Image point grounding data
⟨

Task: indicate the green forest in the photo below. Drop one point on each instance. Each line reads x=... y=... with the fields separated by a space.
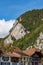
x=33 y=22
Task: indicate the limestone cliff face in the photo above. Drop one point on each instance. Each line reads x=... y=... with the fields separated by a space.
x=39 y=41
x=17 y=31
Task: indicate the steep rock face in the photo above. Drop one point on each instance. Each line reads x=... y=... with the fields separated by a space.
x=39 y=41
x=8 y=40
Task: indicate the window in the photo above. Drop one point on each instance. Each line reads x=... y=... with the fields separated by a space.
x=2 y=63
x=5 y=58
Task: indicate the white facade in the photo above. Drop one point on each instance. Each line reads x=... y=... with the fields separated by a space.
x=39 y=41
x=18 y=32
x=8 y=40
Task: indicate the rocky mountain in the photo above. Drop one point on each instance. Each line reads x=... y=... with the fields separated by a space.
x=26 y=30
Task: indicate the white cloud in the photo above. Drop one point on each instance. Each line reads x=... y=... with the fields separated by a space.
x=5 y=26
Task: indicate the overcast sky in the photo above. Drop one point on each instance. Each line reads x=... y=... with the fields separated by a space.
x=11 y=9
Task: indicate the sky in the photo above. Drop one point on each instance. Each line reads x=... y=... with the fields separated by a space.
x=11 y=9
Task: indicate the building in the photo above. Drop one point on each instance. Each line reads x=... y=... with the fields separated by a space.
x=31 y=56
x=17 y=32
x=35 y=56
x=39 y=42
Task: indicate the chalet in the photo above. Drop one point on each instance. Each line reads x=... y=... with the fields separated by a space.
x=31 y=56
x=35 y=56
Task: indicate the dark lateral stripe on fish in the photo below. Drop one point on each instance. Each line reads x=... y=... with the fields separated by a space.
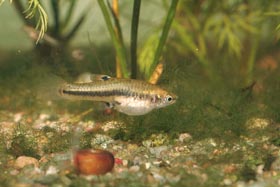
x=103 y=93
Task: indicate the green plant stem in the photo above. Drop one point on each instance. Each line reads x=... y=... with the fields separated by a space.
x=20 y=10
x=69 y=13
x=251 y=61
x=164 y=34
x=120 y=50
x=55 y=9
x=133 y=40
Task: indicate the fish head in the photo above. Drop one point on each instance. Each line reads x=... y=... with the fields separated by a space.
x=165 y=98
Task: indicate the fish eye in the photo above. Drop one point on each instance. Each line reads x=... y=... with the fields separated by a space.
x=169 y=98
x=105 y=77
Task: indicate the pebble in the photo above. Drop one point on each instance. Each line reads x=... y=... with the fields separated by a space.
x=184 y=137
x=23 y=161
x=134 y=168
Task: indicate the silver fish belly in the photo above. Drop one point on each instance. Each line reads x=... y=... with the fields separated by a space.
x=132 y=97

⟩

EXERCISE INSTRUCTIONS =
Write every line above out again exactly; pictures do not belong in the copy.

TASK OUTPUT =
Task: indicate the green forest in the photo below. Drop one point on each instance. Each line reads x=... y=... with the fields separated by a space.
x=33 y=22
Task: indicate the limestone cliff face in the photo above. Drop one point on each instance. Each line reads x=... y=... with the fields separated by a space.
x=39 y=41
x=17 y=31
Task: indicate the steep rock face in the photo above. Drop one point on each instance. Each line reads x=... y=... with the fields separated by a space.
x=39 y=41
x=8 y=40
Task: indicate the window in the photo above. Drop one point on each instance. Each line reads x=... y=... with the fields separated by a space.
x=2 y=63
x=5 y=58
Task: indicate the white facade in the photo above. Drop one point on each instance. Each line reads x=... y=... with the fields separated by a space.
x=39 y=41
x=18 y=32
x=8 y=40
Task: indicate the rocky mountain in the photo above. Drop one point on each instance. Each line reads x=... y=... with the fields separated by a space.
x=26 y=30
Task: indicate the white cloud in the photo above. Drop one point on each instance. Each line reads x=... y=... with the fields separated by a space.
x=5 y=26
Task: indicate the overcast sky in the photo above. Drop one point on each instance. Each line reads x=... y=... with the fields separated by a space.
x=11 y=9
Task: indicate the sky in the photo above. Drop one point on each instance. Each line reads x=... y=... with the fields separated by a space.
x=11 y=9
Task: indicate the building in the photo above. Drop one point on each instance. Each line reads x=... y=... with the fields separated by a space.
x=31 y=56
x=17 y=32
x=35 y=56
x=39 y=42
Task: indicate the chalet in the photo above. Drop one point on each instance. Each line reads x=... y=... with the fields separated by a space.
x=31 y=56
x=35 y=56
Task: indicate the dark lateral stripe on fish in the photo below. Drop one point on each instance. Each line reads x=... y=... with the fields separated by a space.
x=103 y=93
Task: indicate the green plant stem in the photo above. Drop one point on each instance. Each line reads x=... y=... with the fields separated by a space.
x=20 y=10
x=69 y=13
x=251 y=61
x=164 y=34
x=120 y=50
x=55 y=9
x=133 y=40
Task: indicate the fish head in the photo above. Drop one point on each instance. Each line reads x=... y=... with the fields separated by a space.
x=165 y=98
Task: indicate the fish eye in the photo above. Drop one point on each instance. Each line reads x=... y=... with the fields separated by a space.
x=169 y=98
x=105 y=77
Task: indicate the pebble in the photo above. Drop one point on each instance. Each line reads x=... y=... with the fields separated by a space.
x=184 y=137
x=23 y=161
x=134 y=168
Task: indicate the silver fish belly in the photo above. Drop one point on each instance. Each line reads x=... y=... with the fields separated by a space.
x=132 y=97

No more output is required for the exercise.